Selected text START
Now, he who has seriously "reasoned together" with God, respecting his
own character, is far better prepared to find God in the forgiveness of
sins, than he is who has merely brooded over his own unhappiness, without
any reference to the qualities and claims of his Judge. It has been a
plain and personal matter throughout, and having now come to a clear and
settled conviction that he is a guilty sinner, he turns directly to the
great and good Being who stands immediately before him, and prays to be
forgiven, and _is_ forgiven. One reason why the soul so often gropes days
and months without finding a sin-pardoning God lies in the fact, that its
thoughts and feelings respecting religious subjects, and particularly
respecting the state of the heart, have been too vague and indistinct.
They have not had an immediate and close reference to that one single
Being who is most directly concerned, and who alone can minister to a
mind diseased. The soul is wretched, and there may be some sense of sin,
but there is no one to go to,--no one to address with an appealing cry.
"Oh that I knew where I might find him," is its language. "Oh that I
might come even to his seat. Behold I go forward, but he is not there;
and backward, but I cannot perceive him." But this groping would cease
were there a clear view of God. There might not be peace and a sense of
reconciliation immediately; but there would be a distinct conception of
_the one thing needful_ in order to salvation. This would banish all
other subjects and objects. The eye would be fixed upon the single fact
of sin, and the simple fact that none but God can forgive it. The whole
inward experience would thus be narrowed down to a focus. Simplicity and
intensity would be introduced into the mental state, instead of the
previous confusion and vagueness. Soliloquy would end, and prayer,
importunate, agonizing prayer, would begin. That morbid and useless
self-brooding would cease, and those strong cryings and wrestlings till
day-break would commence, and the kingdom of heaven would suffer this
violence, and the violent would take it by force. "When I _kept silence_;
my bones waxed old, through my roaring all the day long. For day and
night thy hand was heavy upon me; my moisture was turned into the drought
of summer. I _acknowledged_ my sin unto thee, and mine iniquity I no
longer _hid_. I said, I will _confess_ my transgressions unto the Lord;
and thou forgavest the iniquity of my sin.
Selected text END
Entries provided START
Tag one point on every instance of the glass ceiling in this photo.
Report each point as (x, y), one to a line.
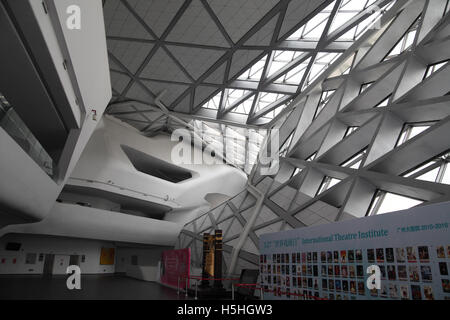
(297, 68)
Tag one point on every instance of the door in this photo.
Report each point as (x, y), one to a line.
(60, 264)
(48, 265)
(74, 260)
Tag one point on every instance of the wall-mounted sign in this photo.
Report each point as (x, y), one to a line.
(411, 248)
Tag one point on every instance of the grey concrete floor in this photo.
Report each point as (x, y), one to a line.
(93, 287)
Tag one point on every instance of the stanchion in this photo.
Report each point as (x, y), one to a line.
(196, 289)
(232, 291)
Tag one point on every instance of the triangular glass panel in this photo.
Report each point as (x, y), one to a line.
(321, 63)
(234, 95)
(281, 58)
(254, 73)
(295, 75)
(313, 28)
(405, 42)
(432, 68)
(347, 10)
(214, 102)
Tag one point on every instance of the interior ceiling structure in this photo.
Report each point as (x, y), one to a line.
(367, 137)
(234, 65)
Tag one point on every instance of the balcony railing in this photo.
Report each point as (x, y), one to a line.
(11, 122)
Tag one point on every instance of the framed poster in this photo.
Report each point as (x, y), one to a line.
(107, 256)
(410, 247)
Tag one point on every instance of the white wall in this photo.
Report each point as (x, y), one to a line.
(145, 256)
(25, 188)
(69, 220)
(51, 245)
(105, 163)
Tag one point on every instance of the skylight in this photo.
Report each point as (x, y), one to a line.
(285, 147)
(281, 58)
(347, 10)
(295, 75)
(238, 146)
(254, 73)
(295, 172)
(312, 157)
(265, 99)
(432, 68)
(410, 130)
(350, 130)
(383, 103)
(321, 63)
(313, 29)
(404, 43)
(365, 86)
(357, 31)
(244, 107)
(435, 170)
(327, 183)
(355, 161)
(234, 95)
(384, 202)
(324, 98)
(214, 102)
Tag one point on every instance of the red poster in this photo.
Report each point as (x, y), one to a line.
(176, 265)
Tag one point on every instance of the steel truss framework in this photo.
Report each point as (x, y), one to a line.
(188, 57)
(361, 155)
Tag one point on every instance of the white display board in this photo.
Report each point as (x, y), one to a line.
(411, 247)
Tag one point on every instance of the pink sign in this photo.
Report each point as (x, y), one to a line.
(176, 265)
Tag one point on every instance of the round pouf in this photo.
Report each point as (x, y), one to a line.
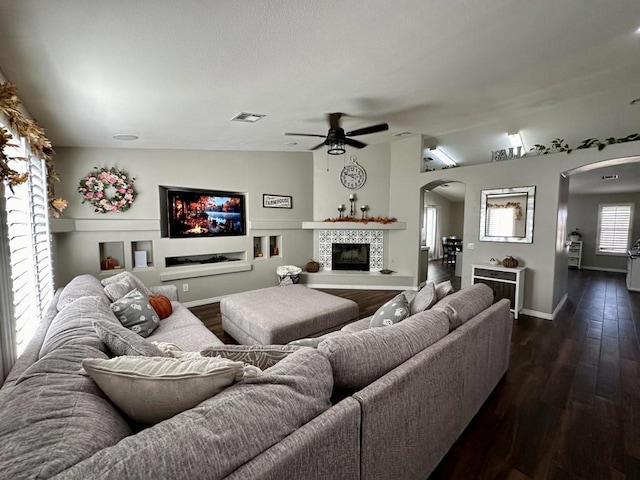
(288, 275)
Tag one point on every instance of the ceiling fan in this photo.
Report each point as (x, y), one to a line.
(336, 138)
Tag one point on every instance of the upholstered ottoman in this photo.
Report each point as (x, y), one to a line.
(277, 315)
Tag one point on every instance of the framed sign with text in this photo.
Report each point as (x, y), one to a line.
(277, 201)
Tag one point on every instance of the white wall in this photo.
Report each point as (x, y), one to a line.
(583, 214)
(545, 279)
(254, 173)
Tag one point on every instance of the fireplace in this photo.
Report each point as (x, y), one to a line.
(350, 256)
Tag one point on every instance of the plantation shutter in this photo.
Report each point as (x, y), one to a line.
(29, 245)
(614, 228)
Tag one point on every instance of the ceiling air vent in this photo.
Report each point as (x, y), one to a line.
(247, 117)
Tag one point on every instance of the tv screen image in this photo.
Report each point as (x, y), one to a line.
(193, 213)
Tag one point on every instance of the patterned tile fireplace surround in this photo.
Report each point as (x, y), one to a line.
(374, 238)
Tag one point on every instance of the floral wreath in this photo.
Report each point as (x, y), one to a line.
(93, 188)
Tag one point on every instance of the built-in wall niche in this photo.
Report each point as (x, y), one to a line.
(142, 254)
(260, 247)
(275, 245)
(111, 256)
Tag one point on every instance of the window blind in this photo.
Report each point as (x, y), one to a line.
(29, 245)
(614, 228)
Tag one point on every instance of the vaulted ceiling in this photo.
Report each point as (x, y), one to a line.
(462, 73)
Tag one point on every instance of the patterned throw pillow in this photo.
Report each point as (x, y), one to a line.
(443, 289)
(424, 299)
(261, 356)
(122, 341)
(392, 312)
(152, 389)
(134, 312)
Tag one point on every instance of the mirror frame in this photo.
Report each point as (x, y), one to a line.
(530, 192)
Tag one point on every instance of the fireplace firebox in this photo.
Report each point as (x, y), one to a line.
(350, 256)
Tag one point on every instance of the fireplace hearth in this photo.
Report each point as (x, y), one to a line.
(350, 256)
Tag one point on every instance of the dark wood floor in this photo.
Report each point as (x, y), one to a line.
(568, 407)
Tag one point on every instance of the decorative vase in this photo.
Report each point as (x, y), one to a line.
(510, 262)
(312, 266)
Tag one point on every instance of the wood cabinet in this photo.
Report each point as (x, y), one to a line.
(575, 254)
(505, 283)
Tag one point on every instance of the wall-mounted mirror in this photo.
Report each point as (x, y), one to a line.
(506, 215)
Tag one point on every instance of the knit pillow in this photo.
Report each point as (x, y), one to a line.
(136, 313)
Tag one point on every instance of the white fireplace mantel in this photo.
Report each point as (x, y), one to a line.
(353, 226)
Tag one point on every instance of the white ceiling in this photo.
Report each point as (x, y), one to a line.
(462, 73)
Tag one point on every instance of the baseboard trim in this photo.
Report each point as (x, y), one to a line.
(204, 301)
(360, 287)
(603, 269)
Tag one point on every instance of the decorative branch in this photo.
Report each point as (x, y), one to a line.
(39, 145)
(559, 145)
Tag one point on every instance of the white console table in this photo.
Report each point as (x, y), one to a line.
(505, 283)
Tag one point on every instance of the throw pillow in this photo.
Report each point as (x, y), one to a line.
(122, 341)
(162, 306)
(443, 289)
(392, 312)
(152, 389)
(127, 277)
(424, 299)
(261, 356)
(115, 291)
(134, 312)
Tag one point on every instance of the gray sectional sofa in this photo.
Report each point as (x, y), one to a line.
(382, 403)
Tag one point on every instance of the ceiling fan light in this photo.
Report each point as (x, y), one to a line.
(336, 147)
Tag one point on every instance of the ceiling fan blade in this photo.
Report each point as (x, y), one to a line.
(306, 135)
(366, 130)
(334, 120)
(354, 143)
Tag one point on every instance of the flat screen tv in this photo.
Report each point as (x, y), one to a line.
(190, 212)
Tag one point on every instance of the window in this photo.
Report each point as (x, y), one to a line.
(614, 228)
(29, 278)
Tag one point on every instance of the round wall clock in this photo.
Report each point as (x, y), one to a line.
(353, 176)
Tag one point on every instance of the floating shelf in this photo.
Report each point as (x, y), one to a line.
(353, 226)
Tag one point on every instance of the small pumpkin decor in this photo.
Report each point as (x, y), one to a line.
(510, 262)
(162, 305)
(312, 266)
Entries provided END
Assignment
In the passage on forgiveness of sins, what reason is given for why the soul so often gropes for days and months without finding a sin-pardoning God?

Written reply
Its thoughts and feelings about religious subjects, particularly the state of the heart, have been too vague and indistinct.